[COMPITI RICHIESTI]
• A. Rispondi alle seguenti domande sul testo riguardante la miniera della Roccaccia, riportato qui sotto.
(i) In quale anno venne chiusa la miniera?
(ii) Quale film con Amedeo Nazzari fu girato nel sito nel 1952?
(iii) Per quali motivi oggi è difficile individuare il piano inclinato?
• B. Trova nell'elenco qui sotto ogni riga che contiene la parola "cloud" e copiala, tenendo conto di maiuscole e minuscole.

[ESTRATTO FORNITO]
---

La miniera venne chiusa nel 1959, non per l'esaurimento del giacimento, ma a causa dei suoi vecchi impianti ritenuti fuori norma dalla nuova legislazione per la sicurezza e la protezione sul lavoro.
Il sito della Roccaccia, nei primi anni '50 è stato impiegato come set cinematografico per alcuni film. Uno di questi è Appassionatamente con Amedeo Nazzari girato qui nel 1952, di cui possiamo ammirare qui di seguito, alcuni preziosi fotogrammi.



I resti della miniera oggi
ricognizione fotografica marzo 2001

Oggi della miniera della Roccaccia, seppur siano passati relativamente pochi anni, rimane ben poco.


Ecco quello che resta oggi del frantoio e del silos per lo stoccaggio della marcasite

Al livello superiore rimane il rudere del frantoio e del silos, più qualche struttura muraria relativa ai servizi ausiliari. Il piano inclinato è stato inghiottito dalla vegetazione e ne è difficile pure la sua individuazione, anche per il fatto che i binari sono stati asportati.

---

[DATI]
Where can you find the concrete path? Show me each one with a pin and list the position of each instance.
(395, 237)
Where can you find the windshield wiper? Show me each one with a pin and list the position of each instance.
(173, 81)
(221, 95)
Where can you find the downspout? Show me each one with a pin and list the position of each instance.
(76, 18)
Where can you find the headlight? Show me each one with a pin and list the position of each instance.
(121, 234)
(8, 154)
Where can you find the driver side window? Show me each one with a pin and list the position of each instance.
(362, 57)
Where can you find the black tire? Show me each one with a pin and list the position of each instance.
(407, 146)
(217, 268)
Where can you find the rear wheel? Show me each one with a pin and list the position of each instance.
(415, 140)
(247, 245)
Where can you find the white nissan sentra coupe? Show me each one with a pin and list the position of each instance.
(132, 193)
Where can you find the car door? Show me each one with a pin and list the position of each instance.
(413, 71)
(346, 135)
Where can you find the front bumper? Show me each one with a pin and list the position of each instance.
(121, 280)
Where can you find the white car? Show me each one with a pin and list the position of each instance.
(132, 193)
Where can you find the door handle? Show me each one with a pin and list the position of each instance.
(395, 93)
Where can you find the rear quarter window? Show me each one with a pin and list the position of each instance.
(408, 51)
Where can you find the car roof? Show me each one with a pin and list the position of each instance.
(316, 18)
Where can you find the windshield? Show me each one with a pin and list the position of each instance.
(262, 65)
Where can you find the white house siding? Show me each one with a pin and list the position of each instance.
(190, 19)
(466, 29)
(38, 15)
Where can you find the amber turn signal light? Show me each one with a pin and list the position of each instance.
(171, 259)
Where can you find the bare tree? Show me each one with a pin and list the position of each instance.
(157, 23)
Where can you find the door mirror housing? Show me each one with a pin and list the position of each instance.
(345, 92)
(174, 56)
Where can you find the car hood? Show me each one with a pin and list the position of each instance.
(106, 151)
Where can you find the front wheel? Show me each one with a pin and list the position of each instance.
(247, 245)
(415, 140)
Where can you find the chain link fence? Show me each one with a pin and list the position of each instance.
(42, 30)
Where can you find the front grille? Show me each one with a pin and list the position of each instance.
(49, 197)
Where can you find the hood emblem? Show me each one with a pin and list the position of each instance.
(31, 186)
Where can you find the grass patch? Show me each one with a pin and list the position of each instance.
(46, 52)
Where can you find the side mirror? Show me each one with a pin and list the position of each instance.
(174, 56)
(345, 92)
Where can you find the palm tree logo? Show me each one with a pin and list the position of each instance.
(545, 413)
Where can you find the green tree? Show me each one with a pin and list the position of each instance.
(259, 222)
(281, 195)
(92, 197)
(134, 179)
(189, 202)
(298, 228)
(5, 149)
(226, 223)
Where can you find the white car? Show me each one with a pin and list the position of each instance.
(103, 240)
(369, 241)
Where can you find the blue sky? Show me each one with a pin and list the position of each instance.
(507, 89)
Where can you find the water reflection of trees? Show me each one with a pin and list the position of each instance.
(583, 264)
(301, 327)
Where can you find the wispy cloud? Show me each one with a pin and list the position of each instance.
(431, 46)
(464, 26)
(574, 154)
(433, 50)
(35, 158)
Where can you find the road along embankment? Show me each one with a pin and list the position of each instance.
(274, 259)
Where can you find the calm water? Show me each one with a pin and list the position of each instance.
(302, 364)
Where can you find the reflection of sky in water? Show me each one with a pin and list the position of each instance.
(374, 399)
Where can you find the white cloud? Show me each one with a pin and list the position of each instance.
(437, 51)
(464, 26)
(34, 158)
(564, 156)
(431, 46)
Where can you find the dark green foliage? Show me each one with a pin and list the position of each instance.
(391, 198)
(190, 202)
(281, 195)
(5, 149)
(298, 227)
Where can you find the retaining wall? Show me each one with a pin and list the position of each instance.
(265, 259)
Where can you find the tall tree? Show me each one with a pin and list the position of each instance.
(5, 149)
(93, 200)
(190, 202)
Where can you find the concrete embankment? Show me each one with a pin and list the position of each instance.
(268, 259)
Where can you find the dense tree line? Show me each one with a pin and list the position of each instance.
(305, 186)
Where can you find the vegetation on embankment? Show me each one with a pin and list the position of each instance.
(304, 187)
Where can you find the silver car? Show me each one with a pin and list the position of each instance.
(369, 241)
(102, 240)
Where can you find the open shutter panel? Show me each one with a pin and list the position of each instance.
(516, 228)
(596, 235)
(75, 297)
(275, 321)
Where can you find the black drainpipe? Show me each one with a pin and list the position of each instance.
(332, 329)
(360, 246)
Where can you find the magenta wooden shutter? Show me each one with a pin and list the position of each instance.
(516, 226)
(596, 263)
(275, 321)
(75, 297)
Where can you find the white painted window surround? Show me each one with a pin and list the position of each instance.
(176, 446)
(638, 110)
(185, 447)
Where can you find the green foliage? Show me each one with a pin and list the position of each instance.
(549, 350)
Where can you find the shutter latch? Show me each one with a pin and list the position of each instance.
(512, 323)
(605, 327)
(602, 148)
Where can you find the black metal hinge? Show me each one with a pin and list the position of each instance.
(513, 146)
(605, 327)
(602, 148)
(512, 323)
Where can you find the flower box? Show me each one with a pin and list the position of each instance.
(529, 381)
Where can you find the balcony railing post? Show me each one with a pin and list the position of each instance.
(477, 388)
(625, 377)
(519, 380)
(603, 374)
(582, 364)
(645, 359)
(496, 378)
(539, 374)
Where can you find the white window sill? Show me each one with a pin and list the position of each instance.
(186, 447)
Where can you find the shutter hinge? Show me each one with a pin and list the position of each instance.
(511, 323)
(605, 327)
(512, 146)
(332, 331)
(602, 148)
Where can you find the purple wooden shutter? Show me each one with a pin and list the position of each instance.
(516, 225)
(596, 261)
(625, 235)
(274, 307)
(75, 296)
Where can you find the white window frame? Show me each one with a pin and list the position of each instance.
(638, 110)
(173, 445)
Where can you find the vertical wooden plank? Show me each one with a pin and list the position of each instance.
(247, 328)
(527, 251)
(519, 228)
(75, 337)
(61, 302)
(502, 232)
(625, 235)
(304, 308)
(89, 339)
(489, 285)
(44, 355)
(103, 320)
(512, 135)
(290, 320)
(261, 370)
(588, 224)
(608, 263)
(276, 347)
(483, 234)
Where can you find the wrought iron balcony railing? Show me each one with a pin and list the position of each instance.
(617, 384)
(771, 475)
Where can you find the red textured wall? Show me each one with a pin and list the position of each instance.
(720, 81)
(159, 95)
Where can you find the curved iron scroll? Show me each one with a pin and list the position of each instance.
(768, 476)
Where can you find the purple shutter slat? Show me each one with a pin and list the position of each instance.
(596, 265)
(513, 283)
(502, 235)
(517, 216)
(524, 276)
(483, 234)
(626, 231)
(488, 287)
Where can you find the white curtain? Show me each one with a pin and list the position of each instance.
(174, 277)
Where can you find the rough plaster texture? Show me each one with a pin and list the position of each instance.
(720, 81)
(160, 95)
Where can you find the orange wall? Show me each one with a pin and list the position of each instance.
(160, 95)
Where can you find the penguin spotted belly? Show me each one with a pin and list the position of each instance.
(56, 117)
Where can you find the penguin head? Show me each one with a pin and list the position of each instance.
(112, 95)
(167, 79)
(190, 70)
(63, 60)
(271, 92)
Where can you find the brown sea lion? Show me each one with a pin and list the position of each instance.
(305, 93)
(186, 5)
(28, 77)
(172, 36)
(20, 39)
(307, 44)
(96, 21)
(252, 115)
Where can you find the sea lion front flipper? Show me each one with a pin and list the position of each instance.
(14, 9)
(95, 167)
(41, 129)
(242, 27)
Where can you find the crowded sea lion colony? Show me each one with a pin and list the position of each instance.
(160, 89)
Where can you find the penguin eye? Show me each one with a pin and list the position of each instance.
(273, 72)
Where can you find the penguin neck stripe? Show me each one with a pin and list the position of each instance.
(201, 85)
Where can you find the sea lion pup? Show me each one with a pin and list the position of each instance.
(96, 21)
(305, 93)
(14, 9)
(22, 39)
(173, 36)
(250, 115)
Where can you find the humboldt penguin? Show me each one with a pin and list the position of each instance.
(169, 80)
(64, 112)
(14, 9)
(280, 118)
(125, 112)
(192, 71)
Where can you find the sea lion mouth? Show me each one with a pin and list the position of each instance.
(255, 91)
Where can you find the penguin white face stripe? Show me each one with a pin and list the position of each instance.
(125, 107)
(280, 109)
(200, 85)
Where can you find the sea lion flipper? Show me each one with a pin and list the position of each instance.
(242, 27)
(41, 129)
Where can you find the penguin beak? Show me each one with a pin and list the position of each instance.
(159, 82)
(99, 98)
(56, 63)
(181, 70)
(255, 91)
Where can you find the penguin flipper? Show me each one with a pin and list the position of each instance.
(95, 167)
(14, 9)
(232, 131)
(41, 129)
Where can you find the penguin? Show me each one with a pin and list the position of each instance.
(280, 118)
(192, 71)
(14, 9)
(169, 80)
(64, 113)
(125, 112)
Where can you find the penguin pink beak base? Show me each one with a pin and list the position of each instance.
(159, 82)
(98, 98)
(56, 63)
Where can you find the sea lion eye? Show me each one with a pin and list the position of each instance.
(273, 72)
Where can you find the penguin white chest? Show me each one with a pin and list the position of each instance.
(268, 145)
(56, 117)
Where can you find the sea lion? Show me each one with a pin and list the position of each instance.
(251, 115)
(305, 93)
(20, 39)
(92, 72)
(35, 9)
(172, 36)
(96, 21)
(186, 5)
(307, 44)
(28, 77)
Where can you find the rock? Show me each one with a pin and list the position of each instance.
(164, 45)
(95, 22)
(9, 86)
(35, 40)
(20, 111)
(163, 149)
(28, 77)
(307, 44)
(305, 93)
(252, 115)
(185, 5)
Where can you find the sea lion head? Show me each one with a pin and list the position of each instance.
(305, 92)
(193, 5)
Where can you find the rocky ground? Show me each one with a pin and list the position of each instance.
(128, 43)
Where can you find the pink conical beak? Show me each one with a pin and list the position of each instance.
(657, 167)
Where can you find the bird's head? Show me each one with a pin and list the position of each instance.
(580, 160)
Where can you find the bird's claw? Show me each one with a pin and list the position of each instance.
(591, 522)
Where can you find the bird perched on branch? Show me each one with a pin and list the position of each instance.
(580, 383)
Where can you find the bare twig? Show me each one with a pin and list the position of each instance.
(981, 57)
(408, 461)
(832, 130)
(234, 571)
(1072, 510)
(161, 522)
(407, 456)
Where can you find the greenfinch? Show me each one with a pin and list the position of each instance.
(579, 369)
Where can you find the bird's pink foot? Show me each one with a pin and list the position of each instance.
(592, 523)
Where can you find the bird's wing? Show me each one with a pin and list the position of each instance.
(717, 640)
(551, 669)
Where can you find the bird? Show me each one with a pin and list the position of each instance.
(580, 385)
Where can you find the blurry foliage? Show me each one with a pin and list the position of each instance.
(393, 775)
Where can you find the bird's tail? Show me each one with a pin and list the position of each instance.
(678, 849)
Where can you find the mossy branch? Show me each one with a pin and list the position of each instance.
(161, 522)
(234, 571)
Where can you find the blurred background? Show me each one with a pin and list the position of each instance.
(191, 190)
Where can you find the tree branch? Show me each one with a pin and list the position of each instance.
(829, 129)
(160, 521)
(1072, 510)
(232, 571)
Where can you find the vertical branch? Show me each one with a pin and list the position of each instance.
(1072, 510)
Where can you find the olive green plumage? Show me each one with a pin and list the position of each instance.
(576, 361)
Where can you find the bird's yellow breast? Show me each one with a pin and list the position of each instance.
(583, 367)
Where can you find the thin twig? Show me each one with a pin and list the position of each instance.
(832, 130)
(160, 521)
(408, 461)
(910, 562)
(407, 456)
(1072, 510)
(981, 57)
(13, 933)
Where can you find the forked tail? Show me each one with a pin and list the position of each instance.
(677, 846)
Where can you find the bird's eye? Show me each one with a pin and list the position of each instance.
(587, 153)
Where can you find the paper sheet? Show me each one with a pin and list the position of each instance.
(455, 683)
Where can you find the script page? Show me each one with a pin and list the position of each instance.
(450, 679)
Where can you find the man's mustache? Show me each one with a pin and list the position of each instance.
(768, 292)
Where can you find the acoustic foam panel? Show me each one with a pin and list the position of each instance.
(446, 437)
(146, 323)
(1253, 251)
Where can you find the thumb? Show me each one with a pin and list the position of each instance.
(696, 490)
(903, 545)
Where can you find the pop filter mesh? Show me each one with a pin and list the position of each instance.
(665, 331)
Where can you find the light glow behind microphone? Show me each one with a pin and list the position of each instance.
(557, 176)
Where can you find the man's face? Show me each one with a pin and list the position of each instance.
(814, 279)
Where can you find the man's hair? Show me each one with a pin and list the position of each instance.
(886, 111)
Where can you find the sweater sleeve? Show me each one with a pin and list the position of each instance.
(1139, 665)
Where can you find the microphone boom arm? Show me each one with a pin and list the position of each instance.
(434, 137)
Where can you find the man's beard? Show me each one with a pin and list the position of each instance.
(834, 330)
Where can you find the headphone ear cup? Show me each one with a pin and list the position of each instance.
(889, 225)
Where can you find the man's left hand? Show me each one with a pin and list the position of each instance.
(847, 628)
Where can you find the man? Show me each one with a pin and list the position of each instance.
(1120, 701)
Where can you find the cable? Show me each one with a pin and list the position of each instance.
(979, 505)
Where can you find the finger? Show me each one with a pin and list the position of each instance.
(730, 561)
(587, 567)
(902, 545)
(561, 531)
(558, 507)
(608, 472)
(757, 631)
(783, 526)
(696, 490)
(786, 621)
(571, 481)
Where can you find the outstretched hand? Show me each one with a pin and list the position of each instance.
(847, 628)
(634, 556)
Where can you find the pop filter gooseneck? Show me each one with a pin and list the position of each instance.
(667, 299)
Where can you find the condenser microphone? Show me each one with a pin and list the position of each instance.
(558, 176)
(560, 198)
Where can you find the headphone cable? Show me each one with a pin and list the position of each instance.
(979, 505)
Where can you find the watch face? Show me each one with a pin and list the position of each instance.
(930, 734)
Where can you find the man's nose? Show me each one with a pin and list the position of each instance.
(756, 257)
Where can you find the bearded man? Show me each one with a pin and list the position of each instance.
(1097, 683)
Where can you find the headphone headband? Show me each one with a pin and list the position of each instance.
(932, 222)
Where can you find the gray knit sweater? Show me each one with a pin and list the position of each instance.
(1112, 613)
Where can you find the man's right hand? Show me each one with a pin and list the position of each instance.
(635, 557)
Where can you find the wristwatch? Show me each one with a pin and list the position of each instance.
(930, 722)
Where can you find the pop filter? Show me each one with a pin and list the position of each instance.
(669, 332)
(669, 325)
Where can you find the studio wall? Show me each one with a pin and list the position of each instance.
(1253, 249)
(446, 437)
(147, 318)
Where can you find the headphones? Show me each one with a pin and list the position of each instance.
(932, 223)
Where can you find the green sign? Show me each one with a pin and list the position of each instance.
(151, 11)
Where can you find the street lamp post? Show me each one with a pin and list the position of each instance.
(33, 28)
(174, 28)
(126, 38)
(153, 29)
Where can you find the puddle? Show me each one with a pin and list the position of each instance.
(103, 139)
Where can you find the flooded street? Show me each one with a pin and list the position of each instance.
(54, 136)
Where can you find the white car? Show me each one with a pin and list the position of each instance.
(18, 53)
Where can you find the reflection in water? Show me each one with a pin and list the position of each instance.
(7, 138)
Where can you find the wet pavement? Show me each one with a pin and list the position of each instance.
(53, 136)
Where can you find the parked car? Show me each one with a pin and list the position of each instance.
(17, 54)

---

[I RISULTATI]
• A.
(i) Nel 1959.
(ii) Appassionatamente.
(iii) Perché è stato inghiottito dalla vegetazione e i binari sono stati asportati.

• B.
Where can you find the wispy cloud? Show me each one with a pin and list the position of each instance.
Where can you find the white cloud? Show me each one with a pin and list the position of each instance.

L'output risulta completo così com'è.